__Source__:

--------------------

EMPLOYEE STOCK OWNERSHIP PLAN

                 Columbia has an Employee Stock Ownership Plan (the "ESOP").
All employees who have been credited with at least 1,000 hours of service in
the prior year, and have attained age 20, including officers, are eligible to
participate in the ESOP.  The sole source of funding for the ESOP is
contributions made by Columbia.  Contributions made by participants are not
permitted.  Assets of the ESOP are used primarily to purchase shares of
Bancorp's common stock.  The ESOP may not purchase Bancorp common stock for a
price in excess of its fair market value, as determined by an annual appraisal
of the fair market value of the stock commissioned from an independent
appraiser by the ESOP Trustees and Columbia.  For the fiscal year ended
December 31, 1996, the ESOP appraisal of the fair market value of Bancorp
common stock, on a marketable minority basis, was $14.35 per share.  As of
January 1, 1997, the ESOP held 73,741 shares of Bancorp common stock and
$63,680 in cash.  At that date, 80 employees of Columbia were participating in
the ESOP.


                              CERTAIN TRANSACTIONS

              Various directors and executive officers of Columbia, Klickitat
and Bancorp, members of their immediate families, and firms in which they have
or had an interest were customers of and had transactions with Columbia and
Klickitat during 1996 in the ordinary course of business.  Similar transactions
may be expected to take place in the ordinary course of business in the future.

--------------------

__Data listing__:
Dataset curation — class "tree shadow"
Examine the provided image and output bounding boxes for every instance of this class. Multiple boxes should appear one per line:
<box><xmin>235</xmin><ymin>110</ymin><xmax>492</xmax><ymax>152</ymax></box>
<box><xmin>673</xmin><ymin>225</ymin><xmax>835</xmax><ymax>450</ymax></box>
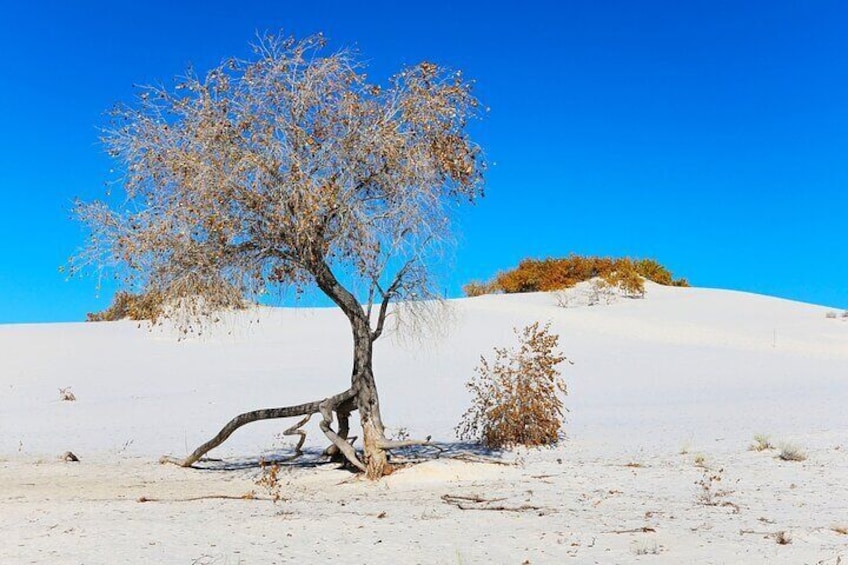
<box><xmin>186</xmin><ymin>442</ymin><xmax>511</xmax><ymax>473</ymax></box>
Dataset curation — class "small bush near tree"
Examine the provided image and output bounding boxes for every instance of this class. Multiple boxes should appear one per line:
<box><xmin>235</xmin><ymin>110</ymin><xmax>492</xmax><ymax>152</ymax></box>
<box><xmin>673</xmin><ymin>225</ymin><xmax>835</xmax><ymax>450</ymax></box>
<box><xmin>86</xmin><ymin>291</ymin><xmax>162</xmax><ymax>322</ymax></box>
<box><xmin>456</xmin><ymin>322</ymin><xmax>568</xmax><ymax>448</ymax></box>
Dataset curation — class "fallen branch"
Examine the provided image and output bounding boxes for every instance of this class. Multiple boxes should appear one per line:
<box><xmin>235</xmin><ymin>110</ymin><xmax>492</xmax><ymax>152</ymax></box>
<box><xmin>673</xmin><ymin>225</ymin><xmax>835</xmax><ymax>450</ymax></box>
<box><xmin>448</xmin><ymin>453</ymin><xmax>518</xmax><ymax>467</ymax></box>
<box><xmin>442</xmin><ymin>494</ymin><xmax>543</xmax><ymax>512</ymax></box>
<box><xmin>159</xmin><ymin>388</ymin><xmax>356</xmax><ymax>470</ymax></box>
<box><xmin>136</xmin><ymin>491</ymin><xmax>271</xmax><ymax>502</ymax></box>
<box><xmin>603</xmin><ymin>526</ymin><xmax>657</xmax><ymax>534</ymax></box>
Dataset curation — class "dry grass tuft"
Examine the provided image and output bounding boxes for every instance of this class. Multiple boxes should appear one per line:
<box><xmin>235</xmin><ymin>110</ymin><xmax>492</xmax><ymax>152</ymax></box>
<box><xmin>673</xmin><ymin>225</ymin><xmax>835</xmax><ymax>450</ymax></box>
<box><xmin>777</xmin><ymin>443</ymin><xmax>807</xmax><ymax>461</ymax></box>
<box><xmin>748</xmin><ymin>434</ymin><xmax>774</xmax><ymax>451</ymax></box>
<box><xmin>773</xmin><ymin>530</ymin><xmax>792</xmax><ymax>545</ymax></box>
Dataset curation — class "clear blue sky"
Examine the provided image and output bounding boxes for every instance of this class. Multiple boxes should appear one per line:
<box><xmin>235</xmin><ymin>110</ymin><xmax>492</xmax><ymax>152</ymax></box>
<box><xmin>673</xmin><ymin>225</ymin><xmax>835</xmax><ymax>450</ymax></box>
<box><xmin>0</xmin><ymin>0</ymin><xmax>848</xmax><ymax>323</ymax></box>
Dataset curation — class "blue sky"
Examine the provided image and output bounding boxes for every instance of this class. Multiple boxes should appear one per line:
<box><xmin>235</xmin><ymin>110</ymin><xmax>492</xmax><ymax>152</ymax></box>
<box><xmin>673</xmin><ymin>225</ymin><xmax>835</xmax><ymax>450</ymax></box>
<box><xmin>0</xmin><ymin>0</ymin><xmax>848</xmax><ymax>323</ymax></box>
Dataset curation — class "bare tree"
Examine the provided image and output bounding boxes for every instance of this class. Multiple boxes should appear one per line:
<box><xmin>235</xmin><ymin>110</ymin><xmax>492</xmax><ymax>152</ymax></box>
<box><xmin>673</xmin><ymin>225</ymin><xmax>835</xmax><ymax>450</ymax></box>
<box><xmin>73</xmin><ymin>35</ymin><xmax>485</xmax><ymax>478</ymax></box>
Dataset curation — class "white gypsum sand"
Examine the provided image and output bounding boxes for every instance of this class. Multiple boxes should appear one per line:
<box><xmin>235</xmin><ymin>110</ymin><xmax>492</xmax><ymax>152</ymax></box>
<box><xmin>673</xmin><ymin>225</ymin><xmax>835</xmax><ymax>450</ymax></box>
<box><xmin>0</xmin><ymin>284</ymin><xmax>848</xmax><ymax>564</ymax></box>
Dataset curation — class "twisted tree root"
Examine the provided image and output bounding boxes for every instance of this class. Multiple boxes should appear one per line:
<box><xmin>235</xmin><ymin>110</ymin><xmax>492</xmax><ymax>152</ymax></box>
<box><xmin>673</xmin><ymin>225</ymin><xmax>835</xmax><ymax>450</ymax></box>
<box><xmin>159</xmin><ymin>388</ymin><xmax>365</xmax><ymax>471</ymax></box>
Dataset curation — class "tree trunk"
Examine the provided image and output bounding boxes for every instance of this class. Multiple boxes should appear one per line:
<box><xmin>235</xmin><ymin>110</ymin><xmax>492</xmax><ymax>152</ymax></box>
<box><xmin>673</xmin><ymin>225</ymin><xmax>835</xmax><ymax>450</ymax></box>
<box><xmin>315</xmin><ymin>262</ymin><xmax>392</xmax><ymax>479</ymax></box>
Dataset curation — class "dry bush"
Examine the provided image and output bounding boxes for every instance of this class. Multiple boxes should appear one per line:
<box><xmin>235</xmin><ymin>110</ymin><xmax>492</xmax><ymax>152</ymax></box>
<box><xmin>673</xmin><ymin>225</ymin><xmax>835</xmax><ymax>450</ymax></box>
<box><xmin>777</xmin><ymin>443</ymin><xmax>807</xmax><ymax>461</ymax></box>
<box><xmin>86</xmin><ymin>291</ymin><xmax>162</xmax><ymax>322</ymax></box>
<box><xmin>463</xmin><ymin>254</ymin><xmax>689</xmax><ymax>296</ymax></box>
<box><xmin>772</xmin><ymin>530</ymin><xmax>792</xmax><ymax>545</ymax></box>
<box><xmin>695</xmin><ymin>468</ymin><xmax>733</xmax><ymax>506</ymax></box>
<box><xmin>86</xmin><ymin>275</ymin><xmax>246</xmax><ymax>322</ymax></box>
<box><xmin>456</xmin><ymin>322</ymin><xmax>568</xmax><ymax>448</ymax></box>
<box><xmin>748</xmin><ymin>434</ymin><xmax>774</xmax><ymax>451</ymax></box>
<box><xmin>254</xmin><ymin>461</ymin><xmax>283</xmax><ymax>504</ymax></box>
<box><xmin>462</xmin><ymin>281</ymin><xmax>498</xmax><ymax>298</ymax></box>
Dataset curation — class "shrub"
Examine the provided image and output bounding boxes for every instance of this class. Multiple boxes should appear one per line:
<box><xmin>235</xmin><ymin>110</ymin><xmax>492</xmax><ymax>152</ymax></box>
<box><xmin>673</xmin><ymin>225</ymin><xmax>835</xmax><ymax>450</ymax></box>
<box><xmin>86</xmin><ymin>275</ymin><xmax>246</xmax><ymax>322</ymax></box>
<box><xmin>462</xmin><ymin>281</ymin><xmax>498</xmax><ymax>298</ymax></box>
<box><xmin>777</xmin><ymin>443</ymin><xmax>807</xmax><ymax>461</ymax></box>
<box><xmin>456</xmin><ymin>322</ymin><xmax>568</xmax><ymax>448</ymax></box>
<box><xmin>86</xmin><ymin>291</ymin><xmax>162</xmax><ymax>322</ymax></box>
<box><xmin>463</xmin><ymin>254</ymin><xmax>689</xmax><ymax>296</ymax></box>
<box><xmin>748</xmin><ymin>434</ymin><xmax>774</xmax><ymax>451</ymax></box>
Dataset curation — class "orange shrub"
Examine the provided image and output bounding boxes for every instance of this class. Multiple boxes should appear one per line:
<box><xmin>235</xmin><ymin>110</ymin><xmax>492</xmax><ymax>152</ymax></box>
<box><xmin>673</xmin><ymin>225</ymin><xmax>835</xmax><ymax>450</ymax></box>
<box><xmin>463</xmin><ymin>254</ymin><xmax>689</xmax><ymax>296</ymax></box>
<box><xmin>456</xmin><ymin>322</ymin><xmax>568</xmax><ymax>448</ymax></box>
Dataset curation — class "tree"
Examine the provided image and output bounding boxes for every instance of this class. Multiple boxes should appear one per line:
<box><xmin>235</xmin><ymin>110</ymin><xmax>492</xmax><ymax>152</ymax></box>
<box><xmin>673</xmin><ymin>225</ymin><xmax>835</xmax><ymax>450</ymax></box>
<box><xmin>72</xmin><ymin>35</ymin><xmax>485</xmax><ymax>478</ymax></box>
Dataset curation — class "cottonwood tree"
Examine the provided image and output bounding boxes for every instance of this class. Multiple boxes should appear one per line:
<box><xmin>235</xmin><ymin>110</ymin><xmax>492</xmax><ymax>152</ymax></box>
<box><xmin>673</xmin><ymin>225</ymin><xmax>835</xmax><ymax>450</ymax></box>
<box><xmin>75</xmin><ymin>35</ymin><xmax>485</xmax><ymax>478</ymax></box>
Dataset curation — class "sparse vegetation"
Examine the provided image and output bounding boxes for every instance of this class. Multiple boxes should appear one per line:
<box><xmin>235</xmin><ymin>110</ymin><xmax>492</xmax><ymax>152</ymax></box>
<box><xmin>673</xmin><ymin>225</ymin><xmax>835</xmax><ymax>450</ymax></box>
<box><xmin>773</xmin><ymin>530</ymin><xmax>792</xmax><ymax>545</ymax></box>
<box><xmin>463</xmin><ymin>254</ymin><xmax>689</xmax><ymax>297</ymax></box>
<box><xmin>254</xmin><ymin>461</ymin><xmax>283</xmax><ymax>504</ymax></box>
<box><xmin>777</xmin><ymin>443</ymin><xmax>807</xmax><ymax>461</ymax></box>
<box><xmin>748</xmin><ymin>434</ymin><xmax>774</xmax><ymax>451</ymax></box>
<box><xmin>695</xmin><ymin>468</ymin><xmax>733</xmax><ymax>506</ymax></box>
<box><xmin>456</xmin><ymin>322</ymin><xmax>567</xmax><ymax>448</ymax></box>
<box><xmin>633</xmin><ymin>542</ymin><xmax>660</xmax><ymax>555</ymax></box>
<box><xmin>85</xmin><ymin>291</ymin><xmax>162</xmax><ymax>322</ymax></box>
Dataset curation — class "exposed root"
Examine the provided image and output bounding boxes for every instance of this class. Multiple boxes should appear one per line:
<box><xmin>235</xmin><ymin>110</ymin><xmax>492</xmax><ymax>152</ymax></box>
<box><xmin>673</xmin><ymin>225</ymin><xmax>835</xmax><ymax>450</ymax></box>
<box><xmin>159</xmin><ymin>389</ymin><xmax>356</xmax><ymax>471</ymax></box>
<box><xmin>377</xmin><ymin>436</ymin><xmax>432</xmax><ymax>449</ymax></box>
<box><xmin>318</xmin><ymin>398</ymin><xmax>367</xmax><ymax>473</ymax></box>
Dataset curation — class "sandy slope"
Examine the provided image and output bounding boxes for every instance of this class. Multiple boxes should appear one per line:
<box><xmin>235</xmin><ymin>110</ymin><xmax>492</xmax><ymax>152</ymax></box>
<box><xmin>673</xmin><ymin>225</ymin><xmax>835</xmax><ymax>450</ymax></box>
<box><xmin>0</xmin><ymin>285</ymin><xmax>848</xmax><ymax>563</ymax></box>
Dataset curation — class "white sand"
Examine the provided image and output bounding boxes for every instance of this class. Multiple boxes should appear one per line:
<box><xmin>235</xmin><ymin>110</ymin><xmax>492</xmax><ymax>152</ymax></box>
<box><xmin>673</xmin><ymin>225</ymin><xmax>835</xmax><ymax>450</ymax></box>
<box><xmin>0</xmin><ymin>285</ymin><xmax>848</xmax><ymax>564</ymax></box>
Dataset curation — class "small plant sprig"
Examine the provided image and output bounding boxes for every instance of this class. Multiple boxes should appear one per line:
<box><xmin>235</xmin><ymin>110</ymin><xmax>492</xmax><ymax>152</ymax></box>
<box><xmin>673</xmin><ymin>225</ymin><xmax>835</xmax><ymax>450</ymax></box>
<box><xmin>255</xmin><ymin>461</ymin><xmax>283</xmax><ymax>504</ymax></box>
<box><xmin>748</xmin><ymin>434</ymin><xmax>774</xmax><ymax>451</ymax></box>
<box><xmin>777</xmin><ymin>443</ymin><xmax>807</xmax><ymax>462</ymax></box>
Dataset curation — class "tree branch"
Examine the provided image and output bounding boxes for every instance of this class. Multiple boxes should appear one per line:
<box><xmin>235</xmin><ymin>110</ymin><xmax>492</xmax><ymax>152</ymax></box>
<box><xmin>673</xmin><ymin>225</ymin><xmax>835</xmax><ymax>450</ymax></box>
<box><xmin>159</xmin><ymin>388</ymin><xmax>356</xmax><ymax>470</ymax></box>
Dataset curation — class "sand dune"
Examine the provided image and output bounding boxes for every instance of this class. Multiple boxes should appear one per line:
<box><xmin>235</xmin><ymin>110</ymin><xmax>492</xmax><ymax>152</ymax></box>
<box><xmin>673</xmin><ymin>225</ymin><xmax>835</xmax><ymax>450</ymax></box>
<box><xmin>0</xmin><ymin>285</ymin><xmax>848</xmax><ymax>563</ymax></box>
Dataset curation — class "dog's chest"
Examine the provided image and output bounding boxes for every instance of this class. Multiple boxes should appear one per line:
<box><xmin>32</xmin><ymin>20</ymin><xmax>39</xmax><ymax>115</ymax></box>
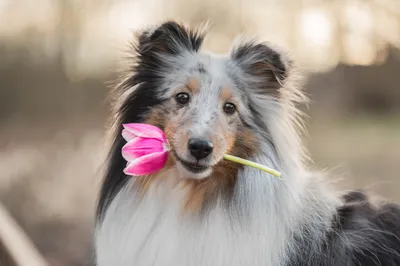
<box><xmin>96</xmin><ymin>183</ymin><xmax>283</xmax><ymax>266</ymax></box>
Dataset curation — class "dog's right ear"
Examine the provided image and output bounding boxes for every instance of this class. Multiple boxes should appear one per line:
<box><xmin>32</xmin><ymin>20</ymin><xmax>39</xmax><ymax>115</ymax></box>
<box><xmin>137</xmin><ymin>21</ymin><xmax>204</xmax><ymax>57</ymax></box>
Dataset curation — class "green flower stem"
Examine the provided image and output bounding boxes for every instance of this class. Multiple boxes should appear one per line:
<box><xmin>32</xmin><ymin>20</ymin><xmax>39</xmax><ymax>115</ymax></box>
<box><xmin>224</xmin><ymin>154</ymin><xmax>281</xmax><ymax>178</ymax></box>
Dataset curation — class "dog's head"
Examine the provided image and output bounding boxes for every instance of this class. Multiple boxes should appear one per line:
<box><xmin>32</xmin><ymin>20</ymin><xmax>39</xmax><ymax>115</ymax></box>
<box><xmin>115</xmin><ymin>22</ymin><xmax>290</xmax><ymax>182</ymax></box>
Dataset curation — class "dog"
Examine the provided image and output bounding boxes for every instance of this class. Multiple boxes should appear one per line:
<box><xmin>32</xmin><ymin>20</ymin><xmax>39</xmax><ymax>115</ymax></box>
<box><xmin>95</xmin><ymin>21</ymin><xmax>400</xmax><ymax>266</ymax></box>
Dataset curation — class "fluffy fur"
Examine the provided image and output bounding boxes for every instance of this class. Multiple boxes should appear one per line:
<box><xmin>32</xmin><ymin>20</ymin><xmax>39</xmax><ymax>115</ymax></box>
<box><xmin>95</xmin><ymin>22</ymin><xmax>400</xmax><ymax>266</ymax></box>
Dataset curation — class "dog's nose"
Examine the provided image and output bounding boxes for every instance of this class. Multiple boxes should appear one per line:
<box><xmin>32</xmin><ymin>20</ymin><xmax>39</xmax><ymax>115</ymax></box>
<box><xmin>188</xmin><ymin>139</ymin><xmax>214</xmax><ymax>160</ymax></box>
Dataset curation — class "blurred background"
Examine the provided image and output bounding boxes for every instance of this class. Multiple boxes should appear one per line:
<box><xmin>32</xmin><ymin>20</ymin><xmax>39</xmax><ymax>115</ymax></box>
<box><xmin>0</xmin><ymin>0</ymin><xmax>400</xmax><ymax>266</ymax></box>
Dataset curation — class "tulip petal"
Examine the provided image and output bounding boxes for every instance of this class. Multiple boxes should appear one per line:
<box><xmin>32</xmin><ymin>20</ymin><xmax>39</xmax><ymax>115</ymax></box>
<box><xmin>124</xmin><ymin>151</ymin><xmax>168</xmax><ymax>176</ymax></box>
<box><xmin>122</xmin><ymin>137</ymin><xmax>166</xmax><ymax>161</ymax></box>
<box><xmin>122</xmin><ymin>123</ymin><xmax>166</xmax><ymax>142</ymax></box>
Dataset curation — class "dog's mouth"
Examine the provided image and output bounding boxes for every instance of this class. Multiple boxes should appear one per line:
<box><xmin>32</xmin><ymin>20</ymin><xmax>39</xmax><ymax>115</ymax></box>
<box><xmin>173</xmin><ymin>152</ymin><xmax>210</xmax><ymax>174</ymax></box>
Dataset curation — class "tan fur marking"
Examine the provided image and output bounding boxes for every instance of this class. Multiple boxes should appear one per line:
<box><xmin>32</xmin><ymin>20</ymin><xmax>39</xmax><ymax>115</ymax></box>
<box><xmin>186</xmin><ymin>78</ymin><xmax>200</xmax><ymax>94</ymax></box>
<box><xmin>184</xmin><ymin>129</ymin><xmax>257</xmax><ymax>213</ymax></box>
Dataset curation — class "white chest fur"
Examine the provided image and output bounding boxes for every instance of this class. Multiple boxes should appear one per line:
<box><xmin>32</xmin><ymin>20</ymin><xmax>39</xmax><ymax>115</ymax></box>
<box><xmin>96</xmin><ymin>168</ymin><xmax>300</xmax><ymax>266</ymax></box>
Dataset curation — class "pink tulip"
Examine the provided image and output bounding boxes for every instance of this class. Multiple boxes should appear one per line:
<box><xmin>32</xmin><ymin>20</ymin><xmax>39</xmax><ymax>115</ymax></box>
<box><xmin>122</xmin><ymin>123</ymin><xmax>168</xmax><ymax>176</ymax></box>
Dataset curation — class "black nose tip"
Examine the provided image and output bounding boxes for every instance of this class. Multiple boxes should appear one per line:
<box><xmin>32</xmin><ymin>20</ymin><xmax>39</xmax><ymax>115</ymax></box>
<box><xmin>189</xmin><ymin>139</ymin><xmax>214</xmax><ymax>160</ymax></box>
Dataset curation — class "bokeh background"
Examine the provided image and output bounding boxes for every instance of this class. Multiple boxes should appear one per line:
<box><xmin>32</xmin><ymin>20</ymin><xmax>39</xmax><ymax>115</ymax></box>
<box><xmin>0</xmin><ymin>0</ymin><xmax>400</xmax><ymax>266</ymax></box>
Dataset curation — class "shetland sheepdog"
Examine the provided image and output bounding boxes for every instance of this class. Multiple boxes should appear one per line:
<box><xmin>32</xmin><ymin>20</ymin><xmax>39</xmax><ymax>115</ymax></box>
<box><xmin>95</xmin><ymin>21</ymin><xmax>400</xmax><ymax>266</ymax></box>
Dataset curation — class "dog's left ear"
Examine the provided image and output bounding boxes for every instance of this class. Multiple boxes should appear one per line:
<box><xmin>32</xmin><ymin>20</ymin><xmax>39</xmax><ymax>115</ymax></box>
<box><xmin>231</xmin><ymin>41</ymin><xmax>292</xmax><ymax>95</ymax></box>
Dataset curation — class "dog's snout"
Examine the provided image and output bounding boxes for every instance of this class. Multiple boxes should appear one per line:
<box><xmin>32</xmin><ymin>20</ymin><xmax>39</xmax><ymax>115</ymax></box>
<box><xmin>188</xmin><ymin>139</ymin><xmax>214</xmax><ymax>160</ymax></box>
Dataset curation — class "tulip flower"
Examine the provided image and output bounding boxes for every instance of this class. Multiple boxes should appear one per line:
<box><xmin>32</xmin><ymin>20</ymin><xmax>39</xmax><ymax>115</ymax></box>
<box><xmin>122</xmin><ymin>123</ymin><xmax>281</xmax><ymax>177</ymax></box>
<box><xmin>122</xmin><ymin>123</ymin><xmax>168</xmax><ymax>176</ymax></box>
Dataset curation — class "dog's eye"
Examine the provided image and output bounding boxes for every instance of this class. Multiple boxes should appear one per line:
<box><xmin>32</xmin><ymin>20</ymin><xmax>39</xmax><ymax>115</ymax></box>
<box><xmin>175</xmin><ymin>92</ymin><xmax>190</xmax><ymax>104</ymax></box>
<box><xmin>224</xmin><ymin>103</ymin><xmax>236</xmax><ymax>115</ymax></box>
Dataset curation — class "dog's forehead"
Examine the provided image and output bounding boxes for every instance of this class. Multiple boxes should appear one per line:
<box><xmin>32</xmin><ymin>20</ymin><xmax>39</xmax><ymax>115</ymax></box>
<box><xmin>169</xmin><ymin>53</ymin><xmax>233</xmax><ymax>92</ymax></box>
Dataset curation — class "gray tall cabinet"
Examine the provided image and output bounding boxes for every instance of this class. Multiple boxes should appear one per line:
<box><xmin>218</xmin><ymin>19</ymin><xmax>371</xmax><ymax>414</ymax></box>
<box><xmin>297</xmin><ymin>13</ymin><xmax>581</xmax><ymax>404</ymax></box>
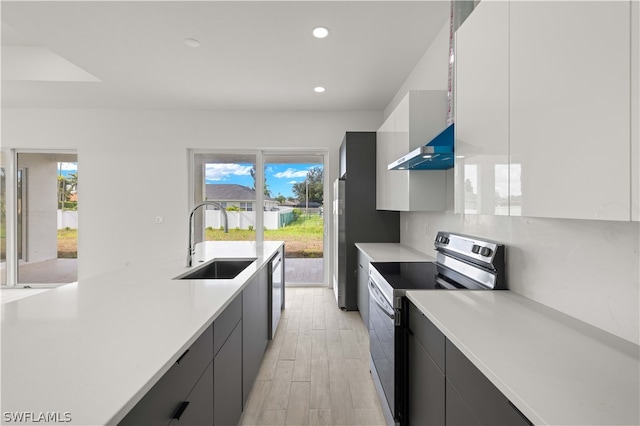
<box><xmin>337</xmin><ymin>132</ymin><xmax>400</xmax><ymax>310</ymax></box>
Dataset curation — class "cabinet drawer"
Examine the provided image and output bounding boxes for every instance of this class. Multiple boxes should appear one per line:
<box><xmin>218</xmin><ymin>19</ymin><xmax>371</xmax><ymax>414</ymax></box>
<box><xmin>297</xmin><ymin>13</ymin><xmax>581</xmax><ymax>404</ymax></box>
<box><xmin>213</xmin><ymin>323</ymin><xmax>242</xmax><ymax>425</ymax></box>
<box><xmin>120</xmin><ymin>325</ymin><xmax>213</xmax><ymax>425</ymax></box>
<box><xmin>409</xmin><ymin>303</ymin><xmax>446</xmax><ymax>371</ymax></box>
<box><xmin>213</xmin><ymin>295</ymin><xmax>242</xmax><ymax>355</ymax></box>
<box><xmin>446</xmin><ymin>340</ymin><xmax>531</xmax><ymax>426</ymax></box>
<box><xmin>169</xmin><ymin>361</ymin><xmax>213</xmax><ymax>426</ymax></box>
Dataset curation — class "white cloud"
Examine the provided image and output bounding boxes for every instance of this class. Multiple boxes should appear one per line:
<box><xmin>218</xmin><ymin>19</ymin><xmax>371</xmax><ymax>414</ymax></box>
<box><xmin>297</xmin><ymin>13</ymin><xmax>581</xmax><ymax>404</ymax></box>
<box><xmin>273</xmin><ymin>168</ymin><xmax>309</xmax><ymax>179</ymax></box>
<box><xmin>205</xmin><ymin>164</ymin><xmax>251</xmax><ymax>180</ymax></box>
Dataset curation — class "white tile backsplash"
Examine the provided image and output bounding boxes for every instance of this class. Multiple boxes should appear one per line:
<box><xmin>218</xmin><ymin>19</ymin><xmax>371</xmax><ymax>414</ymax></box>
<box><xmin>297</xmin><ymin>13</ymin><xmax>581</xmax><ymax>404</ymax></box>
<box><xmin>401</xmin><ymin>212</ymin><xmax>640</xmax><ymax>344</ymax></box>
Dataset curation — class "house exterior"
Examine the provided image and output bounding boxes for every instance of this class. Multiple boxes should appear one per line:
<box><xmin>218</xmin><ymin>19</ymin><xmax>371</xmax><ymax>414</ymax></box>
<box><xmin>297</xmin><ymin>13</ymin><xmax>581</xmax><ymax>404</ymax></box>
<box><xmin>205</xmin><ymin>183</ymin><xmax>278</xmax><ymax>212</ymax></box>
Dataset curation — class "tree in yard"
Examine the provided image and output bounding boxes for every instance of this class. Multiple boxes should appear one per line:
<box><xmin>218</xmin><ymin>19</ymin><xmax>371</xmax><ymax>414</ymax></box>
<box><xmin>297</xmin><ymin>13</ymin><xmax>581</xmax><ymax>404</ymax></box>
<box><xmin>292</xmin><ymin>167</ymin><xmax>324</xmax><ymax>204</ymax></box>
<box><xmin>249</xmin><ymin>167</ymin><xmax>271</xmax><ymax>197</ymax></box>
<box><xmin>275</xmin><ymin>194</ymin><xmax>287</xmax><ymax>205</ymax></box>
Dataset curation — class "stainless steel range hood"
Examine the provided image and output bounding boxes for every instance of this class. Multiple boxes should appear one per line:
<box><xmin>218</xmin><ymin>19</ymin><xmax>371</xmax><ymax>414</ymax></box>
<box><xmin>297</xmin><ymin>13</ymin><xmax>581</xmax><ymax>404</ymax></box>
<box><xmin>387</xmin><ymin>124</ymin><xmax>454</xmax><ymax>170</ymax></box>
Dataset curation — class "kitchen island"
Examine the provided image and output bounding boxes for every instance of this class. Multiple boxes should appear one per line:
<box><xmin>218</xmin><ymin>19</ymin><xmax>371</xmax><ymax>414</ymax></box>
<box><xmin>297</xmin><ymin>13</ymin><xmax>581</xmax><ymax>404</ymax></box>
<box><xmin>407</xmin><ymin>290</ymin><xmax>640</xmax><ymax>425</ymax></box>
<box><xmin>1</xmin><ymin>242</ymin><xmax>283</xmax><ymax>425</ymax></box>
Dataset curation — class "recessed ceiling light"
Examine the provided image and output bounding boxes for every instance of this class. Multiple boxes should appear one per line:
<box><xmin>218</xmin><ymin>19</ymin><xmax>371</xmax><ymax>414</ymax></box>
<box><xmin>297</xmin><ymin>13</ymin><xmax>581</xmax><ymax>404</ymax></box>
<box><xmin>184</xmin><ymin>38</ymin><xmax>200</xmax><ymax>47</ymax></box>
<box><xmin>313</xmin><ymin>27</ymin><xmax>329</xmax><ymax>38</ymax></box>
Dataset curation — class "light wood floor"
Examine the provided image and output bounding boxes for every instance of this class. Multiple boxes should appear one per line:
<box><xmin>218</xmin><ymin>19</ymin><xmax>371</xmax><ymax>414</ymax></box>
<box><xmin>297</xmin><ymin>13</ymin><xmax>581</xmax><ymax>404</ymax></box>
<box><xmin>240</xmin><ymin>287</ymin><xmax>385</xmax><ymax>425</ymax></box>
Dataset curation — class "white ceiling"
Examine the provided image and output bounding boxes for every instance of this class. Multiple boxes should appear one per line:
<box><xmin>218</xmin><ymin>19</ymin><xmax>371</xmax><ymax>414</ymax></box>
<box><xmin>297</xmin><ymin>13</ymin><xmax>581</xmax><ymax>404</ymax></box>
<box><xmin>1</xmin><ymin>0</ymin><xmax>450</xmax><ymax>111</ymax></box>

--------------------

__Work to be completed__:
According to the text on Columbia's employee stock ownership plan, how many Columbia employees were participating in the plan as of January 1, 1997?

__Solution to this problem__:
80 employees